• WORK TO COMPLETE: In the entries below, swap every "located_boxes" for "boxes" and reproduce the rest unchanged.

----- RECORDS TO USE -----

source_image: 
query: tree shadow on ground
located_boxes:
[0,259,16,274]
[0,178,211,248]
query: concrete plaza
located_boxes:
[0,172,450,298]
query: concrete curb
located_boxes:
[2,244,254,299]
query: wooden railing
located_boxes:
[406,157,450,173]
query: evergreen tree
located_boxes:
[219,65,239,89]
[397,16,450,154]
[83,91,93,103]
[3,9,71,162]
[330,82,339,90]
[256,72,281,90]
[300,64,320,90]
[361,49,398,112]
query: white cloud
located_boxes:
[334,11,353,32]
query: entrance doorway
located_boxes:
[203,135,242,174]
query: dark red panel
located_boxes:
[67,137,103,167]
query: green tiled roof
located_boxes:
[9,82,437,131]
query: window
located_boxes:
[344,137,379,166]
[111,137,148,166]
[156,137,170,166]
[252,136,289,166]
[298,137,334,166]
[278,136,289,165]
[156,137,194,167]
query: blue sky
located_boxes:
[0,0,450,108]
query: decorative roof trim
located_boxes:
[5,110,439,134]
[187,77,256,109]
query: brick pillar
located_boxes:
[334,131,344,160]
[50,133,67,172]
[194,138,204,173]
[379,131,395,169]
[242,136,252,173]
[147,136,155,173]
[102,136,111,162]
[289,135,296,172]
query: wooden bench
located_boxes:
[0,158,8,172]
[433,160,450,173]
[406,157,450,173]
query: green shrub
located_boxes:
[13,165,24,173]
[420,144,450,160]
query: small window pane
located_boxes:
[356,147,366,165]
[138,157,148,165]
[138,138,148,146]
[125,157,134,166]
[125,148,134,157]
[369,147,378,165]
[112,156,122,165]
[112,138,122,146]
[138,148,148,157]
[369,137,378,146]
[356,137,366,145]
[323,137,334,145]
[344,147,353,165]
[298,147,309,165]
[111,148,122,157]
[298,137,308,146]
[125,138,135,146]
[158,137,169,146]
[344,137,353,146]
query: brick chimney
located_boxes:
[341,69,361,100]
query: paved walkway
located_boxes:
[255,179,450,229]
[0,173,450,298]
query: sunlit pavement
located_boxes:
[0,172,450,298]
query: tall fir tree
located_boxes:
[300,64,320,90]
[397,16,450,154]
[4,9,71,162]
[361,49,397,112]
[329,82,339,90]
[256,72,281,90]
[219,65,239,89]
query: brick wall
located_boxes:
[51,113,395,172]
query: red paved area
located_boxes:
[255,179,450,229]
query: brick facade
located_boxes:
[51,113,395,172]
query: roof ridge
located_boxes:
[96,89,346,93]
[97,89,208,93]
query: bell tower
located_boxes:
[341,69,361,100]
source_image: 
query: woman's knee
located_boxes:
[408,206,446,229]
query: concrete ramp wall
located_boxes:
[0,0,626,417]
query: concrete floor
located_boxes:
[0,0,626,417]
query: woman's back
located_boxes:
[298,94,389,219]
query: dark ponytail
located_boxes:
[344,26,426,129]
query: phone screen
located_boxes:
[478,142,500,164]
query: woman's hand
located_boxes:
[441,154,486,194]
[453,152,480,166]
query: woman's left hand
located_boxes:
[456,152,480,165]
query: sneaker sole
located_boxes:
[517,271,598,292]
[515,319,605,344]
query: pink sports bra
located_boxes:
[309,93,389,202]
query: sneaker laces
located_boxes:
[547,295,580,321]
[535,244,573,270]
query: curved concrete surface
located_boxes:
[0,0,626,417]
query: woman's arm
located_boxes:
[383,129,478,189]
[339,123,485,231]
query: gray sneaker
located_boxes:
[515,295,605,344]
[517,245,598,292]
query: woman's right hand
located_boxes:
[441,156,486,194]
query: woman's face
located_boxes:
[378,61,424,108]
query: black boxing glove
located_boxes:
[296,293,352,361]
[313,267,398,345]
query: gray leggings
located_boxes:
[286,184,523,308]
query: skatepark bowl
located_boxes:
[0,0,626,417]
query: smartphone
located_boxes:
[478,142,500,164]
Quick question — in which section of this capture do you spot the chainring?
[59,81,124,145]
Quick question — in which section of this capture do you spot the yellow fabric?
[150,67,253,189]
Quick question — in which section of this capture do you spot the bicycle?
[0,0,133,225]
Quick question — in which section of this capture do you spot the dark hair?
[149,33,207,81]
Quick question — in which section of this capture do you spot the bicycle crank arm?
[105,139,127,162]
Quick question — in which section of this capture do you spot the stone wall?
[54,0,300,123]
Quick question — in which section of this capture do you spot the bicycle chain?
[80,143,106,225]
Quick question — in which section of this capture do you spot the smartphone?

-----

• TASK RESULT:
source_image: 
query: tree shadow on ground
boxes:
[0,259,16,274]
[0,178,211,248]
query: concrete plaza
boxes:
[0,172,450,298]
query: concrete curb
boxes:
[2,244,254,299]
query: wooden railing
boxes:
[406,157,450,173]
query: evergreen tree
boxes:
[219,65,239,89]
[397,16,450,154]
[83,91,93,103]
[3,9,71,162]
[330,82,339,90]
[256,72,281,90]
[300,64,320,90]
[361,49,398,112]
query: white cloud
boxes:
[334,11,353,32]
query: entrance doorway
boxes:
[203,135,242,174]
query: dark red panel
boxes:
[67,137,103,167]
query: green tiled roof
boxes:
[9,82,437,131]
query: window
boxes:
[344,137,379,166]
[111,137,148,166]
[156,137,170,166]
[252,136,289,166]
[298,137,334,166]
[278,136,289,165]
[156,137,194,167]
query: blue sky
boxes:
[0,0,450,108]
query: decorative roof trim
boxes:
[5,110,439,134]
[187,77,256,109]
query: brick pillar
boxes:
[334,131,344,160]
[50,133,67,172]
[194,138,204,173]
[379,131,395,169]
[242,136,252,173]
[147,136,155,173]
[102,136,111,162]
[289,135,296,172]
query: wooden bench
boxes:
[0,158,8,172]
[433,160,450,173]
[406,157,450,173]
query: green shrub
boxes:
[13,165,24,173]
[420,144,450,160]
query: small window pane
boxes:
[356,147,366,165]
[138,157,148,165]
[138,138,148,146]
[125,157,134,166]
[125,148,134,157]
[369,147,378,165]
[112,156,122,165]
[112,138,122,146]
[138,148,148,157]
[369,137,378,146]
[356,137,366,145]
[323,137,334,145]
[344,147,353,165]
[298,147,309,165]
[111,148,122,157]
[298,137,308,146]
[125,138,135,146]
[158,137,169,146]
[344,137,353,146]
query: brick chimney
boxes:
[341,69,361,100]
query: paved walkway
boxes:
[255,179,450,229]
[0,173,450,298]
query: sunlit pavement
boxes:
[0,172,450,298]
query: tall fir tree
boxes:
[300,64,320,90]
[397,16,450,154]
[4,9,71,162]
[361,49,397,112]
[329,82,339,90]
[256,72,281,90]
[219,65,239,89]
query: brick wall
boxes:
[51,113,395,172]
query: red paved area
boxes:
[255,179,450,229]
query: brick facade
boxes:
[51,113,395,172]
query: roof ridge
boxes:
[96,89,346,93]
[97,89,208,93]
query: bell tower
boxes:
[341,69,361,100]
source_image: 
query: woman's knee
boxes:
[408,206,446,229]
query: concrete ramp wall
boxes:
[0,0,626,417]
query: concrete floor
boxes:
[0,0,626,417]
query: woman's back
boxes:
[298,94,389,219]
query: dark ponytail
boxes:
[344,26,426,129]
query: phone screen
boxes:
[478,142,500,164]
query: woman's hand
boxes:
[441,154,486,194]
[453,152,480,166]
query: woman's left hand
boxes:
[456,152,480,165]
query: sneaker sole
boxes:
[517,271,598,292]
[515,319,605,344]
query: pink sports bra
boxes:
[309,93,389,202]
query: sneaker laces
boxes:
[547,295,580,321]
[535,244,573,270]
query: curved concrete surface
boxes:
[0,0,626,417]
query: woman's arm
boxes:
[383,129,478,189]
[339,123,485,231]
query: gray sneaker
boxes:
[515,295,605,344]
[517,245,598,292]
query: woman's right hand
boxes:
[441,156,486,194]
query: woman's face
boxes:
[378,61,424,108]
query: black boxing glove
boxes:
[296,293,352,361]
[313,267,398,345]
query: gray leggings
boxes:
[286,184,523,308]
query: skatepark bowl
boxes:
[0,0,626,417]
query: smartphone
boxes:
[478,142,500,164]
Quick question — in which section of this capture do you spot the chainring?
[59,81,124,145]
Quick question — in which section of this capture do you spot the yellow fabric?
[150,67,253,189]
Quick question — in which section of this capture do you spot the bicycle?
[0,0,133,225]
Quick question — in which section of this capture do you spot the dark hair?
[149,33,207,81]
Quick question — in which section of this capture do you spot the bicycle crank arm?
[105,139,127,162]
Quick question — in which section of this capture do you spot the stone wall?
[54,0,300,123]
Quick question — in which section of this capture do you spot the bicycle chain?
[80,143,106,225]
Quick question — in which section of this capture do you spot the smartphone?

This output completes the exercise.